▸ Exercise description
Give back every line of the material exactly. Skip the pictures.

▸ Extracted material
────────

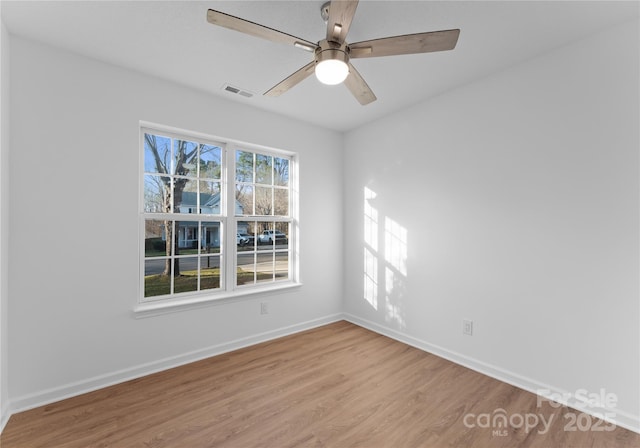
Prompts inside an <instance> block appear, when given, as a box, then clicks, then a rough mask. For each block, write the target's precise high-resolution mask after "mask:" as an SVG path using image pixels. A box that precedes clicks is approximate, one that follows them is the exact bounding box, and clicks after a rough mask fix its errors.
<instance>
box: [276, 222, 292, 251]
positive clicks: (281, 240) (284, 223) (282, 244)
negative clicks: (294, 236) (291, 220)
mask: <svg viewBox="0 0 640 448" xmlns="http://www.w3.org/2000/svg"><path fill="white" fill-rule="evenodd" d="M274 234H275V242H276V249H286V248H288V247H289V223H286V222H277V223H275V232H274Z"/></svg>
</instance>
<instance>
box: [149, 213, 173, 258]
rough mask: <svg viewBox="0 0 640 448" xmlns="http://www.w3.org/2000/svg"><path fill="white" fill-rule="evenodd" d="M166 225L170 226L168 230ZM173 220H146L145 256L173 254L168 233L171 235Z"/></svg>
mask: <svg viewBox="0 0 640 448" xmlns="http://www.w3.org/2000/svg"><path fill="white" fill-rule="evenodd" d="M166 226H169V232H167V228H166ZM170 226H171V221H159V220H155V219H147V220H145V222H144V256H145V257H164V256H169V255H171V244H168V245H167V241H166V235H167V233H168V234H169V235H171V227H170Z"/></svg>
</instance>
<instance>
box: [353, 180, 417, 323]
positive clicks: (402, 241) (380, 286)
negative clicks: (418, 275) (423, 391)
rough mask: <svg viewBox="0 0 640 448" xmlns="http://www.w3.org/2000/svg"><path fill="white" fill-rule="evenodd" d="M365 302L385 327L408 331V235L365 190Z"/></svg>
mask: <svg viewBox="0 0 640 448" xmlns="http://www.w3.org/2000/svg"><path fill="white" fill-rule="evenodd" d="M363 199H364V204H363V205H364V208H363V210H364V217H363V222H364V229H363V232H364V255H363V298H364V300H365V301H366V302H367V303H368V304H369V306H371V308H373V309H374V310H375V311H377V312H379V313H381V314H382V315H383V317H384V321H385V323H387V324H389V325H391V326H392V327H395V328H397V329H400V330H402V329H405V327H406V319H405V310H404V308H403V300H404V298H405V295H406V284H407V248H408V231H407V228H406V227H404V226H403V225H402V224H401V223H399V222H398V221H397V220H395V219H394V218H393V217H392V216H387V215H386V214H385V210H384V207H382V203H381V201H380V199H379V197H378V195H377V193H376V192H375V191H373V190H372V189H371V188H369V187H366V186H365V187H364V192H363Z"/></svg>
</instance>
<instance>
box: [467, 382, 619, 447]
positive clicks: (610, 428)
mask: <svg viewBox="0 0 640 448" xmlns="http://www.w3.org/2000/svg"><path fill="white" fill-rule="evenodd" d="M572 398H573V400H574V401H577V402H579V403H580V404H581V405H582V407H583V409H584V410H585V411H587V412H589V414H586V413H584V412H578V411H573V410H571V409H569V410H568V411H569V412H565V413H564V415H563V417H564V428H563V429H564V431H567V432H574V431H593V432H596V431H613V430H614V429H615V428H616V424H615V416H616V414H615V413H614V412H610V410H612V409H615V407H616V405H617V403H618V397H617V395H616V394H613V393H607V392H606V390H605V389H600V391H599V392H598V393H594V392H589V391H587V390H586V389H578V390H576V392H575V393H574V394H571V393H563V394H559V393H553V392H551V391H550V390H548V389H539V390H538V391H537V399H536V407H537V408H538V410H541V408H542V406H543V403H545V402H546V403H548V404H549V406H551V408H552V409H557V408H560V407H561V406H568V403H569V401H570V400H571V399H572ZM603 410H604V411H606V410H608V412H600V411H603ZM554 420H558V421H559V414H558V413H553V411H552V412H548V411H547V412H525V413H523V412H516V413H507V411H506V410H505V409H503V408H497V409H495V410H494V411H492V412H484V413H480V414H474V413H468V414H466V415H465V416H464V418H463V424H464V426H465V427H467V428H470V429H471V428H482V429H489V428H490V429H491V435H492V437H506V436H508V435H509V429H520V428H524V432H525V433H526V434H529V433H530V432H531V431H534V430H535V431H537V433H538V434H546V433H547V432H549V429H550V428H551V425H552V423H553V422H554Z"/></svg>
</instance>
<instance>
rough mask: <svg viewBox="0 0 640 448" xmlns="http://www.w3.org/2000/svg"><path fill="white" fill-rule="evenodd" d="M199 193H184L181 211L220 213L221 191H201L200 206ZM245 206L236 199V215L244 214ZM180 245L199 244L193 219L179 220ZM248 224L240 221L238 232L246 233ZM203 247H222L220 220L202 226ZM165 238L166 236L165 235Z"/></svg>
mask: <svg viewBox="0 0 640 448" xmlns="http://www.w3.org/2000/svg"><path fill="white" fill-rule="evenodd" d="M197 200H198V194H197V193H194V192H190V191H185V192H183V193H182V202H181V203H180V205H179V206H178V208H179V212H180V213H184V214H190V213H198V211H199V212H200V213H201V214H205V215H208V214H214V215H215V214H218V213H220V193H215V194H208V193H200V206H199V207H198V201H197ZM198 209H199V210H198ZM242 214H243V208H242V205H241V204H240V202H238V201H237V200H236V215H242ZM177 225H178V234H177V237H178V247H180V248H195V247H197V245H198V225H197V223H195V222H192V221H178V222H177ZM247 228H248V224H247V223H245V222H238V232H240V233H246V231H247ZM202 231H203V233H204V234H203V236H202V248H203V249H206V248H207V247H220V223H219V222H218V221H212V222H204V223H203V226H202ZM163 239H164V237H163Z"/></svg>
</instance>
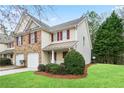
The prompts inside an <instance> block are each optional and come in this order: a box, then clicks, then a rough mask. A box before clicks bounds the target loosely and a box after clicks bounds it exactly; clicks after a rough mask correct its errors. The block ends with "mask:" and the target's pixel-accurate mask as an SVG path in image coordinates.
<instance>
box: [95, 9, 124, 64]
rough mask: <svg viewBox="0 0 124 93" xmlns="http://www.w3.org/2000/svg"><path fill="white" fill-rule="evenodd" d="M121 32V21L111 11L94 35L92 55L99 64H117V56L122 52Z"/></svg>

────────

▸ Result for this task
Prompts inside an <instance> block appear, when given, as a box, then clicks, then a rough mask. For each block, write the target's precise high-resolution mask after "mask:" as an SVG path using image pixels. A box that precedes clicks is approximate, one that follows them is the exact bounding box, and clicks after a rough mask fix its errors.
<instance>
box: [276, 222, 292, 251]
positive clicks: (281, 240) (284, 223) (282, 244)
negative clicks: (294, 236) (291, 220)
mask: <svg viewBox="0 0 640 448" xmlns="http://www.w3.org/2000/svg"><path fill="white" fill-rule="evenodd" d="M274 234H275V242H276V249H286V248H288V247H289V223H286V222H277V223H275V232H274Z"/></svg>
</instance>
<instance>
box: [149, 213, 173, 258]
rough mask: <svg viewBox="0 0 640 448" xmlns="http://www.w3.org/2000/svg"><path fill="white" fill-rule="evenodd" d="M166 225L170 226L168 230ZM173 220H146L145 256L173 254L168 233L171 235Z"/></svg>
mask: <svg viewBox="0 0 640 448" xmlns="http://www.w3.org/2000/svg"><path fill="white" fill-rule="evenodd" d="M166 226H169V232H167V228H166ZM170 226H171V221H159V220H155V219H147V220H145V222H144V256H145V257H164V256H169V255H171V244H168V245H167V241H166V235H167V233H168V234H169V235H171V227H170Z"/></svg>
</instance>
<instance>
box: [353, 180, 417, 323]
positive clicks: (402, 241) (380, 286)
negative clicks: (418, 275) (423, 391)
rough mask: <svg viewBox="0 0 640 448" xmlns="http://www.w3.org/2000/svg"><path fill="white" fill-rule="evenodd" d="M365 302L385 327L408 331V235L365 190Z"/></svg>
mask: <svg viewBox="0 0 640 448" xmlns="http://www.w3.org/2000/svg"><path fill="white" fill-rule="evenodd" d="M363 199H364V204H363V205H364V208H363V210H364V217H363V222H364V229H363V232H364V255H363V298H364V300H365V301H366V302H367V303H368V304H369V306H371V308H373V309H374V310H375V311H377V312H379V313H381V314H382V315H383V317H384V321H385V323H387V324H389V325H391V326H392V327H395V328H397V329H400V330H402V329H405V327H406V319H405V310H404V308H403V300H404V298H405V295H406V284H407V248H408V231H407V228H406V227H404V226H403V225H402V224H401V223H399V222H398V221H397V220H395V219H394V218H393V217H392V216H387V215H386V214H385V210H384V207H382V203H381V201H380V199H379V197H378V195H377V193H376V192H375V191H373V190H372V189H371V188H369V187H366V186H365V187H364V192H363Z"/></svg>
</instance>
<instance>
box: [467, 382, 619, 447]
positive clicks: (610, 428)
mask: <svg viewBox="0 0 640 448" xmlns="http://www.w3.org/2000/svg"><path fill="white" fill-rule="evenodd" d="M572 398H573V400H574V401H577V402H579V403H580V404H581V405H582V407H583V409H584V410H585V411H587V412H589V414H586V413H584V412H578V411H573V410H571V409H569V410H568V411H569V412H565V413H564V415H563V417H564V428H563V429H564V431H567V432H574V431H593V432H596V431H613V430H614V429H615V428H616V424H615V416H616V414H615V413H614V412H610V410H612V409H615V407H616V405H617V403H618V397H617V395H616V394H613V393H607V392H606V390H605V389H600V391H599V392H598V393H594V392H589V391H587V390H586V389H578V390H576V392H575V393H574V394H571V393H563V394H559V393H553V392H551V391H550V390H548V389H539V390H538V391H537V399H536V407H537V408H538V410H541V408H542V406H543V403H545V402H546V403H548V404H549V406H551V408H552V409H557V408H560V407H561V406H568V403H569V401H570V400H571V399H572ZM603 410H604V411H606V410H608V412H600V411H603ZM554 420H558V421H559V414H558V413H553V411H552V412H548V411H547V412H525V413H523V412H516V413H507V411H506V410H505V409H503V408H497V409H495V410H494V411H492V412H484V413H480V414H474V413H468V414H466V415H465V416H464V418H463V424H464V426H465V427H467V428H470V429H471V428H482V429H489V428H490V429H491V435H492V437H506V436H508V435H509V429H520V428H524V432H525V433H526V434H529V433H530V432H531V431H534V430H535V431H537V433H538V434H546V433H547V432H549V429H550V428H551V425H552V423H553V422H554Z"/></svg>
</instance>
<instance>
rough mask: <svg viewBox="0 0 640 448" xmlns="http://www.w3.org/2000/svg"><path fill="white" fill-rule="evenodd" d="M199 193H184L181 211L220 213L221 191H201L200 206ZM245 206L236 199V215L244 214ZM180 245L199 244L193 219L179 220ZM248 224L240 221L238 232L246 233ZM203 247H222L220 220L202 226ZM165 238L166 236L165 235Z"/></svg>
mask: <svg viewBox="0 0 640 448" xmlns="http://www.w3.org/2000/svg"><path fill="white" fill-rule="evenodd" d="M197 200H198V194H197V193H194V192H190V191H185V192H183V193H182V202H181V203H180V205H179V206H178V208H179V212H180V213H184V214H190V213H198V211H199V212H200V213H201V214H205V215H208V214H214V215H215V214H218V213H220V193H215V194H208V193H200V206H199V207H198V201H197ZM198 209H199V210H198ZM242 214H243V208H242V205H241V204H240V202H238V201H237V200H236V215H242ZM177 225H178V234H177V237H178V247H180V248H195V247H197V245H198V225H197V223H195V222H192V221H178V222H177ZM247 228H248V224H247V223H245V222H238V232H240V233H246V231H247ZM202 231H203V233H204V234H203V236H202V248H203V249H206V248H207V247H220V223H219V222H218V221H212V222H204V223H203V226H202ZM163 239H164V237H163Z"/></svg>
</instance>
The prompts inside an <instance> block are each optional and come in this order: a box, then clicks, then a rough mask. A box before clicks bounds the target loosely and a box after clicks bounds it exactly; clicks after a rough mask correct its errors. The block ends with "mask:" and the target's pixel-accurate mask as an SVG path in image coordinates.
<instance>
box: [95, 9, 124, 64]
rough mask: <svg viewBox="0 0 124 93" xmlns="http://www.w3.org/2000/svg"><path fill="white" fill-rule="evenodd" d="M121 32V21L111 11L94 35L92 55L99 64H117V56L122 52Z"/></svg>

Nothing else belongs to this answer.